Selected excerpt |
═══

The patch also creates the sysfs file named "small_core_siblings" that
returns the physical ids of the threads in the core that share the L1
cache, translation cache and instruction data flow.

Signed-off-by: Gautham R. Shenoy <[email protected]>
---
Documentation/ABI/testing/sysfs-devices-system-cpu | 8 ++
arch/powerpc/include/asm/cputhreads.h | 22 +++
arch/powerpc/kernel/setup-common.c | 154 +++++++++++++++++++++
arch/powerpc/kernel/sysfs.c | 35 +++++
4 files changed, 219 insertions(+)

diff --git a/Documentation/ABI/testing/sysfs-devices-system-cpu b/Documentation/ABI/testing/sysfs-devices-system-cpu
index 9c5e7732..52c9b50 100644
--- a/Documentation/ABI/testing/sysfs-devices-system-cpu
+++ b/Documentation/ABI/testing/sysfs-devices-system-cpu
@@ -487,3 +487,11 @@ Description: Information about CPU vulnerabilities
"Not affected" CPU is not affected by the vulnerability
"Vulnerable" CPU is affected and no mitigation in effect
"Mitigation: $M" CPU is affected and mitigation $M is in effect
+
+What: /sys/devices/system/cpu/cpu[0-9]+/small_core_siblings
+Date: 06-Aug-2018
+KernelVersion: v4.19.0
+Contact: Linux for PowerPC mailing list <[email protected]>
+Description: List of Physical ids of CPUs which share the L1 cache,
+ translation cache and instruction data-flow with this CPU.
+Values: Comma separated list of decimal integers.
diff --git a/arch/powerpc/include/asm/cputhreads.h b/arch/powerpc/include/asm/cputhreads.h
index d71a909..33226d7 100644
--- a/arch/powerpc/include/asm/cputhreads.h
+++ b/arch/powerpc/include/asm/cputhreads.h
@@ -23,11 +23,13 @@
extern int threads_per_core;
extern int threads_per_subcore;
extern int threads_shift;
+extern bool has_big_cores;
extern cpumask_t threads_core_mask;
#else
#define threads_per_core 1
#define threads_per_subcore 1
#define threads_shift 0
+#define has_big_cores 0
#define threads_core_mask (*get_cpu_mask(0))

═══

Material |
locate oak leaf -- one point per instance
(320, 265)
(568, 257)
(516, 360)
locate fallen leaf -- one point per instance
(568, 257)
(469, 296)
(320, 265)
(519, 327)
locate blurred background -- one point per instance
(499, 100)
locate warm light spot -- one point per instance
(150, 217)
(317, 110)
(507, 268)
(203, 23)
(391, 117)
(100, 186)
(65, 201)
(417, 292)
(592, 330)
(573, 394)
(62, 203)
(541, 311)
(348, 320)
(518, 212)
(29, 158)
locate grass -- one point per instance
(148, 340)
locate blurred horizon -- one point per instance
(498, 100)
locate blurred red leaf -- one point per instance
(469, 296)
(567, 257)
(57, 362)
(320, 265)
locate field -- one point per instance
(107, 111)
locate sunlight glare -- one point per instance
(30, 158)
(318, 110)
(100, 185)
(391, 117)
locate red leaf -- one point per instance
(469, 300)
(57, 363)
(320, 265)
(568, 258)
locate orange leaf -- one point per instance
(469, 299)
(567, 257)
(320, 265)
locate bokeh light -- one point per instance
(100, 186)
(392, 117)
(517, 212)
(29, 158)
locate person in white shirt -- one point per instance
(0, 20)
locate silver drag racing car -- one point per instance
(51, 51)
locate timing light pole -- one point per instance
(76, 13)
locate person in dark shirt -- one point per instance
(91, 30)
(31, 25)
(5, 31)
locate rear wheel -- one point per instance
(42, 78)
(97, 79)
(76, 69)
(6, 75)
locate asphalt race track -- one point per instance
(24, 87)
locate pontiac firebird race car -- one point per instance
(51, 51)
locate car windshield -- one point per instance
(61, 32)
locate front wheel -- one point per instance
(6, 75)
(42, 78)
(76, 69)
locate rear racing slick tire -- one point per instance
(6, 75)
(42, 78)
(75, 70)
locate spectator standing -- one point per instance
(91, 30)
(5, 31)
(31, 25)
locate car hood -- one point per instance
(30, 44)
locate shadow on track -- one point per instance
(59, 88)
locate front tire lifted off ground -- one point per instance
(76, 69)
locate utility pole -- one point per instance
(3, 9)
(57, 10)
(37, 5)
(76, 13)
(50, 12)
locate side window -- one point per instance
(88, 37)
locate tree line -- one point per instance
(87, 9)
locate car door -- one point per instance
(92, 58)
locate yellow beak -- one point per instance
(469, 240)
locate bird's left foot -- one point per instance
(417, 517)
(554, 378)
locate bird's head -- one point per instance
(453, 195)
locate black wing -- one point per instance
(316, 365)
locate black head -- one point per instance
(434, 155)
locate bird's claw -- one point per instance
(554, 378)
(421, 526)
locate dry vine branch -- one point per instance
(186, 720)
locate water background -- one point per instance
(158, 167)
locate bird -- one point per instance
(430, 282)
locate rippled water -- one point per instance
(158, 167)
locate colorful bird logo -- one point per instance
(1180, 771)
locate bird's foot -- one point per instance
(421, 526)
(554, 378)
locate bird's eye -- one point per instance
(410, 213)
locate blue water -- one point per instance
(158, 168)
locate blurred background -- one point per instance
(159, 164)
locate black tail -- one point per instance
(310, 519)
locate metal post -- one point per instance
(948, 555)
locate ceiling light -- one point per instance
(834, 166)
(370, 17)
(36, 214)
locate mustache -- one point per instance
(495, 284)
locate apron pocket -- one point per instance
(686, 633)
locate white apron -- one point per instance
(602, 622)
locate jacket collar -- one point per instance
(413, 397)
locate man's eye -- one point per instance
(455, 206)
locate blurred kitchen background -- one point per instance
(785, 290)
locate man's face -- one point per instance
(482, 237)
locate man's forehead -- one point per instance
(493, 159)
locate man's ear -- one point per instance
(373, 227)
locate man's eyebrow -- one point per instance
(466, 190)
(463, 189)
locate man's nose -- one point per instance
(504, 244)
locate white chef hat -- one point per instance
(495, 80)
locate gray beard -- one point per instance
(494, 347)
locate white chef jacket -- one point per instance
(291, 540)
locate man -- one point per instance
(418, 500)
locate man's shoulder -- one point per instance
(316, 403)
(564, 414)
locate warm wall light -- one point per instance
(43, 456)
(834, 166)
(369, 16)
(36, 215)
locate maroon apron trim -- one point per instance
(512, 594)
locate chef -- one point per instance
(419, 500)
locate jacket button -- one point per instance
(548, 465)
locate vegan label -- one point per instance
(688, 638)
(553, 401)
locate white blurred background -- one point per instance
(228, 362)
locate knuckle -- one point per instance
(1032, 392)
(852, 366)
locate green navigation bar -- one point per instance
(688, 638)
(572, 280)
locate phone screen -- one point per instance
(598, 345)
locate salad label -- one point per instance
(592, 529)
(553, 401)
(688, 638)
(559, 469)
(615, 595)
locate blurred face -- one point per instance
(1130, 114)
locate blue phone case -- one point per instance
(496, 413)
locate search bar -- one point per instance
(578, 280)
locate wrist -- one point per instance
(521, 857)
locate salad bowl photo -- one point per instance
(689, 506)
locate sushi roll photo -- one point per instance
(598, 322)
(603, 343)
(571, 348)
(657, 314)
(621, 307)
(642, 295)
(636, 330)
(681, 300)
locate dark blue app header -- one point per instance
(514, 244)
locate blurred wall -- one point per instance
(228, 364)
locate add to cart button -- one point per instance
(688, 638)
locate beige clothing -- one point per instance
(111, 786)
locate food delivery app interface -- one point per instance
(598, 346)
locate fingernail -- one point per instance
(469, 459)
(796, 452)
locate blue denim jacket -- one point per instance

═══

Your goal |
Write the next part of the PowerPC kernel patch that adds the small_core_siblings sysfs file, starting after its last line.

Written response |
#endif

@@ -69,12 +71,32 @@ static inline cpumask_t cpu_online_cores_map(void)
return cpu_thread_mask_to_cores(cpu_online_mask);
}

+#define MAX_THREAD_LIST_SIZE 8
+struct thread_groups {
+ unsigned int property;
+ unsigned int nr_groups;
+ unsigned int threads_per_group;
+ unsigned int thread_list[MAX_THREAD_LIST_SIZE];
+};
+
#ifdef CONFIG_SMP
int cpu_core_index_of_thread(int cpu);
int cpu_first_thread_of_core(int core);
+int parse_thread_groups(struct device_node *dn, struct thread_groups *tg);
+int get_cpu_thread_group_start(int cpu, struct thread_groups *tg);
#else
static inline int cpu_core_index_of_thread(int cpu) { return cpu; }
static inline int cpu_first_thread_of_core(int core) { return core; }
+static inline int parse_thread_groups(struct device_node *dn,
+ struct thread_groups *tg)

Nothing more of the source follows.